Standards of a Hybrid Athlete: A Comprehensive Performance Benchmark
- eliashuh
- Jul 26, 2025
- 3 min read
Updated: Jul 28, 2025
In the world of hybrid training, athletes strive to master both ends of the performance spectrum: the endurance of a distance runner and the strength of a powerlifter. But what can be considered "good" hybrid athlete" in measurable terms?
In this post, I have tried to pull some numbers to define performance standards based on the best available data from general population studies, military fitness testing, scientific literature, and elite athletic benchmarks. While no system is perfect, this is a broad and practical framework for athletes who want to compare themselves across multiple physical domains.
More importantly, it’s not about competing with others — it’s about competing with yourself. This table offers a frame of reference for what is possible and illustrates what it means to be a well-rounded, balanced performer.
Benchmarking the Hybrid Athlete: Methodology
The following tables combine data from:
Finnish Defence Forces (Puolustusvoimat) Cooper test datasets (n > 20,000 young men, since military service is mandatory this was an excellent source of information that closes out the trained individuals bias)

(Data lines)
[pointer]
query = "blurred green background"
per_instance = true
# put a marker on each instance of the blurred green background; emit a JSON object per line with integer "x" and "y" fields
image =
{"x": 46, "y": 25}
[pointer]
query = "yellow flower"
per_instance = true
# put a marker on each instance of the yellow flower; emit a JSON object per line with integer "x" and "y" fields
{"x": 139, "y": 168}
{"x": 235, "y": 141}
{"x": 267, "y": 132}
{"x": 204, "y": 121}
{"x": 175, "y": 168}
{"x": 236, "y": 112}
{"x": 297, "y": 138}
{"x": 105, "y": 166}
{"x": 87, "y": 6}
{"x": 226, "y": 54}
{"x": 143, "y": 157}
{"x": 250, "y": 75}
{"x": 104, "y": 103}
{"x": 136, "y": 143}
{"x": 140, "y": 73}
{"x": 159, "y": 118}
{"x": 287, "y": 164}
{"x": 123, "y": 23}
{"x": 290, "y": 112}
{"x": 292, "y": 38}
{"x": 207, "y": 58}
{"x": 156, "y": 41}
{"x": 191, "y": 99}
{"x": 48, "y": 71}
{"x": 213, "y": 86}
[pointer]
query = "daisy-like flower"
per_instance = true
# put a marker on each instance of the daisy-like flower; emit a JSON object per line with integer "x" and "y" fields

* * *

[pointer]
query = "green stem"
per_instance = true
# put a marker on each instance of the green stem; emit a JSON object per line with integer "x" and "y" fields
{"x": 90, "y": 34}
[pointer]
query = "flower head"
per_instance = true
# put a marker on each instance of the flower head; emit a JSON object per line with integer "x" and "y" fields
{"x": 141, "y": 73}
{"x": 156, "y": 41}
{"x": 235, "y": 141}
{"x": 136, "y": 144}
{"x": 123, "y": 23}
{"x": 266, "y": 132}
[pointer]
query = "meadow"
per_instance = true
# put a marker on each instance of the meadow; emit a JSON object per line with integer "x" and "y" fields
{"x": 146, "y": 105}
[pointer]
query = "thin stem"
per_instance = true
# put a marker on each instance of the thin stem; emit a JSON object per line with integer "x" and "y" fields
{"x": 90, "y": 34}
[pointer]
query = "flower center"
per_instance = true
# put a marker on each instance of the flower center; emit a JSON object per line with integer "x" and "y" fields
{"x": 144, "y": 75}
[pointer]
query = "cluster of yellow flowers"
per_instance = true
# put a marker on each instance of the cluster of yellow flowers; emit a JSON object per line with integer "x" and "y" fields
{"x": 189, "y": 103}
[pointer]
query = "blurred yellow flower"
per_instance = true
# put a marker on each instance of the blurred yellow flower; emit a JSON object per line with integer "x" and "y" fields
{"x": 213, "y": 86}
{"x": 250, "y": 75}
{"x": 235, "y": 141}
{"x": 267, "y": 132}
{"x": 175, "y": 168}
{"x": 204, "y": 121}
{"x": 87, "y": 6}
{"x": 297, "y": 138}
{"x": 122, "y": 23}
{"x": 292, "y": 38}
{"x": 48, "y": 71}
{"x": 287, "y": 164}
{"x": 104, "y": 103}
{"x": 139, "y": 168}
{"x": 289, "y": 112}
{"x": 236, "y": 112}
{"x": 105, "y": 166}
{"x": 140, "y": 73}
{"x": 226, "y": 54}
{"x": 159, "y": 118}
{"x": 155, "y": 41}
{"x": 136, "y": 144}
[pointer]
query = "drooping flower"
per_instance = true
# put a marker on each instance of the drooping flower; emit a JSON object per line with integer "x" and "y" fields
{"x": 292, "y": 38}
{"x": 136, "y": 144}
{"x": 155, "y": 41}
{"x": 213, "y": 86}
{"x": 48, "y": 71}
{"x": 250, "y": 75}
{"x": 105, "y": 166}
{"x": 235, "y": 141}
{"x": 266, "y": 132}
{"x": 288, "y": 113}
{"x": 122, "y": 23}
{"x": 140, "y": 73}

[EXERCISE DIRECTIONS] Reproduce the passage of the hybrid athlete standards post between "More importantly, it’s" and "well-rounded, balanced performer.", inclusive.

[TASK RESULT]
More importantly, it’s not about competing with others — it’s about competing with yourself. This table offers a frame of reference for what is possible and illustrates what it means to be a well-rounded, balanced performer.